[Dataset entries]
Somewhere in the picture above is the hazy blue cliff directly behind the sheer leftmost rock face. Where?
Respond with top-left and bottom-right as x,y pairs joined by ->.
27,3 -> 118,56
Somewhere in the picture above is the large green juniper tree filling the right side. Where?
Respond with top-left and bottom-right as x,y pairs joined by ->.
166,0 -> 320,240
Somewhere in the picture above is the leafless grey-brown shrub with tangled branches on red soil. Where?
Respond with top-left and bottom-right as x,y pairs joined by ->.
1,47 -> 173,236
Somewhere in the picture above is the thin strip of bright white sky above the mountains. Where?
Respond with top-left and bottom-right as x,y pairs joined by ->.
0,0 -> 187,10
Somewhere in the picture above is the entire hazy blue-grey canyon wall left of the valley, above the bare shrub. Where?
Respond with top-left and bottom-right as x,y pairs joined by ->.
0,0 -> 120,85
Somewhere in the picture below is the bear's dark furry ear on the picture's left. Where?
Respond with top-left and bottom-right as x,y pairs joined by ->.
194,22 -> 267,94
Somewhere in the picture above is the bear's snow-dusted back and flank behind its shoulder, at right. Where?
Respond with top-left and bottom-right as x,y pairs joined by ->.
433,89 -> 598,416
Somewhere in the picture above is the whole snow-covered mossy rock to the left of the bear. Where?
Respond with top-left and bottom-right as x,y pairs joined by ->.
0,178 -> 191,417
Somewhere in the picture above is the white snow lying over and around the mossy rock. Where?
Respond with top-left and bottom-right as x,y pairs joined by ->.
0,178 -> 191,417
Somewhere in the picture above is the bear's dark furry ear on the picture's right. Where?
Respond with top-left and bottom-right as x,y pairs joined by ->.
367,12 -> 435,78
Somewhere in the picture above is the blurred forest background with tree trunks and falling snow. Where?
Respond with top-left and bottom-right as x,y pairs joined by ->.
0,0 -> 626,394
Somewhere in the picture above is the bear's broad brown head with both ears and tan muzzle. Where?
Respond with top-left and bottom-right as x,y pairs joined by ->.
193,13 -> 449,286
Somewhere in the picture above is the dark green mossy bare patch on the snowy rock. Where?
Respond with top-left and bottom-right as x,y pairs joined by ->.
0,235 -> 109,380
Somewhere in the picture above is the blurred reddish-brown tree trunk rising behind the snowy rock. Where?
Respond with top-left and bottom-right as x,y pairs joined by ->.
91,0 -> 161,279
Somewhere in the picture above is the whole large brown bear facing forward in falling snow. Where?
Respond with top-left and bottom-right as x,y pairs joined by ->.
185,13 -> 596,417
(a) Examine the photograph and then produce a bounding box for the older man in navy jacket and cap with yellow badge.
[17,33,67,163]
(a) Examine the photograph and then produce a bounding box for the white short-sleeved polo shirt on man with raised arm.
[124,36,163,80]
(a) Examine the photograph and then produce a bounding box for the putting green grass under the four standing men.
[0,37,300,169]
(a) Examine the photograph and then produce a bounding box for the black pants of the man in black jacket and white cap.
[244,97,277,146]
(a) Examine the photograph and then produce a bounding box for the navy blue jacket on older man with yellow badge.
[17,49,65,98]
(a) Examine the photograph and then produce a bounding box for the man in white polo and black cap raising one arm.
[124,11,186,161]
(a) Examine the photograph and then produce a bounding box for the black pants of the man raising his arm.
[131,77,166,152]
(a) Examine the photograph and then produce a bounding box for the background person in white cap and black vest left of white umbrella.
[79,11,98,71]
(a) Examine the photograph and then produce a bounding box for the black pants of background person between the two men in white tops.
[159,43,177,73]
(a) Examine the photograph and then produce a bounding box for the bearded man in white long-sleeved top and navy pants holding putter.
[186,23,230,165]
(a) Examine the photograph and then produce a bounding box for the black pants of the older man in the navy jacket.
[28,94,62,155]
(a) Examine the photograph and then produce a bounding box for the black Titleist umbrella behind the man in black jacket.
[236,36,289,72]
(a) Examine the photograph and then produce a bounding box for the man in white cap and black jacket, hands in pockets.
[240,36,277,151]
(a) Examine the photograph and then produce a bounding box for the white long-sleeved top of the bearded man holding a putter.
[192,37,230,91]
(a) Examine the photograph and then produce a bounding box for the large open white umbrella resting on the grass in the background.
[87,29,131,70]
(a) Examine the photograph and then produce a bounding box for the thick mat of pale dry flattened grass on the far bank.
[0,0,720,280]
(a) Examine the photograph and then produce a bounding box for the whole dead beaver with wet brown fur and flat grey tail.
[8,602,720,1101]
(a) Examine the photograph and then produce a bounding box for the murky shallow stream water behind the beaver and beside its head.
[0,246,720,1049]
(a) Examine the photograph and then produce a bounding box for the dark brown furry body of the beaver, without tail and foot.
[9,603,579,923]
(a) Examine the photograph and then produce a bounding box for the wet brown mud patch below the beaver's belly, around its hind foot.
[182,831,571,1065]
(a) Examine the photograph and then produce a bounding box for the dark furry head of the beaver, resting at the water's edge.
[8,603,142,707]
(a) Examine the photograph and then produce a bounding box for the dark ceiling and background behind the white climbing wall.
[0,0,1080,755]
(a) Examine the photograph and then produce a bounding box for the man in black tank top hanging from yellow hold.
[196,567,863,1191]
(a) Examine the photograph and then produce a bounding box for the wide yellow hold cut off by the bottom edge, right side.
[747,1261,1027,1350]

[WHAT YOU WILL DO] Return each line of the data above verbatim.

[ANSWER TO THE EXERCISE]
Somewhere in the picture above is the hazy blue cliff directly behind the sheer leftmost rock face. Where?
Respond with top-left and bottom-right as x,y pairs joined by ->.
27,3 -> 118,56
Somewhere in the picture above is the large green juniper tree filling the right side. Where?
Respond with top-left and bottom-right as x,y pairs joined by ->.
166,0 -> 320,240
Somewhere in the picture above is the leafless grey-brown shrub with tangled branches on red soil. Where?
Respond with top-left and bottom-right as x,y pairs joined by ->.
1,47 -> 173,236
Somewhere in the picture above is the thin strip of bright white sky above the mountains. Where?
Respond with top-left and bottom-right as x,y pairs joined by ->.
0,0 -> 187,10
Somewhere in the picture above is the entire hazy blue-grey canyon wall left of the valley, above the bare shrub. Where?
Respond with top-left and bottom-right as x,y pairs joined by ->.
0,0 -> 120,85
Somewhere in the picture below is the bear's dark furry ear on the picture's left. Where?
Respond with top-left and bottom-right as x,y pairs joined by ->.
194,22 -> 267,94
Somewhere in the picture above is the bear's snow-dusted back and flank behind its shoulder, at right. Where?
Respond with top-left and bottom-right as x,y pairs joined by ->.
433,89 -> 598,416
Somewhere in the picture above is the whole snow-covered mossy rock to the left of the bear. Where?
Respond with top-left and bottom-right as x,y pairs joined by ->.
0,178 -> 191,417
Somewhere in the picture above is the white snow lying over and around the mossy rock. Where?
Respond with top-left and bottom-right as x,y pairs joined by ->.
0,178 -> 191,417
Somewhere in the picture above is the bear's dark furry ear on the picture's right. Where?
Respond with top-left and bottom-right as x,y pairs joined by ->.
367,12 -> 435,78
Somewhere in the picture above is the blurred forest background with tree trunks and falling snow. Where?
Respond with top-left and bottom-right as x,y pairs joined by ->.
0,0 -> 626,394
Somewhere in the picture above is the bear's broad brown head with both ears and tan muzzle. Where?
Respond with top-left and bottom-right as x,y pairs joined by ->.
193,13 -> 449,286
Somewhere in the picture above is the dark green mossy bare patch on the snowy rock. Where?
Respond with top-left and bottom-right as x,y pairs joined by ->.
0,235 -> 109,380
Somewhere in the picture above is the blurred reddish-brown tree trunk rising behind the snowy rock. Where?
Respond with top-left and bottom-right as x,y pairs joined by ->.
91,0 -> 161,279
Somewhere in the picture above is the whole large brown bear facing forward in falling snow. Where?
Respond with top-left and bottom-right as x,y pairs joined by ->.
185,13 -> 596,417
(a) Examine the photograph and then produce a bounding box for the older man in navy jacket and cap with yellow badge.
[17,33,67,163]
(a) Examine the photograph and then produce a bounding box for the white short-sleeved polo shirt on man with raised arm.
[124,36,163,80]
(a) Examine the photograph and then produce a bounding box for the putting green grass under the four standing men.
[0,37,300,169]
(a) Examine the photograph and then produce a bounding box for the black pants of the man in black jacket and white cap.
[244,97,277,146]
(a) Examine the photograph and then produce a bounding box for the navy blue jacket on older man with yellow badge.
[17,49,65,98]
(a) Examine the photograph and then produce a bounding box for the man in white polo and black cap raising one arm.
[124,11,186,161]
(a) Examine the photograph and then produce a bounding box for the black pants of the man raising his arm.
[131,77,166,152]
(a) Examine the photograph and then produce a bounding box for the background person in white cap and black vest left of white umbrella.
[79,11,98,71]
(a) Examine the photograph and then produce a bounding box for the black pants of background person between the two men in white tops.
[159,43,177,73]
(a) Examine the photograph and then produce a bounding box for the bearded man in white long-sleeved top and navy pants holding putter.
[186,23,230,165]
(a) Examine the photograph and then produce a bounding box for the black pants of the older man in the navy jacket.
[28,94,62,155]
(a) Examine the photograph and then produce a bounding box for the black Titleist umbrella behind the man in black jacket.
[236,36,289,72]
(a) Examine the photograph and then produce a bounding box for the man in white cap and black jacket, hands in pockets.
[240,36,277,151]
(a) Examine the photograph and then produce a bounding box for the white long-sleeved top of the bearded man holding a putter.
[192,37,230,91]
(a) Examine the photograph and then produce a bounding box for the large open white umbrella resting on the grass in the background.
[87,29,131,70]
(a) Examine the photograph and then produce a bounding box for the thick mat of pale dry flattened grass on the far bank.
[0,0,720,280]
(a) Examine the photograph and then produce a bounding box for the whole dead beaver with wet brown fur and flat grey tail.
[8,602,720,1101]
(a) Examine the photograph and then produce a bounding box for the murky shallow stream water behind the beaver and beside its head.
[0,246,720,1049]
(a) Examine the photograph and then produce a bounding box for the dark brown furry body of the beaver, without tail and foot.
[9,603,579,923]
(a) Examine the photograph and then produce a bounding box for the wet brown mud patch below the beaver's belly, around its hind foot.
[182,831,571,1065]
(a) Examine the photograph and then produce a bounding box for the dark furry head of the beaver, resting at the water's edge.
[8,603,142,707]
(a) Examine the photograph and then produce a bounding box for the dark ceiling and background behind the white climbing wall.
[0,0,1080,755]
(a) Examine the photograph and then produce a bounding box for the man in black tank top hanging from yellow hold.
[196,567,863,1191]
(a) Examine the photograph and then produce a bounding box for the wide yellow hold cut off by the bottom edge, right side.
[747,1261,1027,1350]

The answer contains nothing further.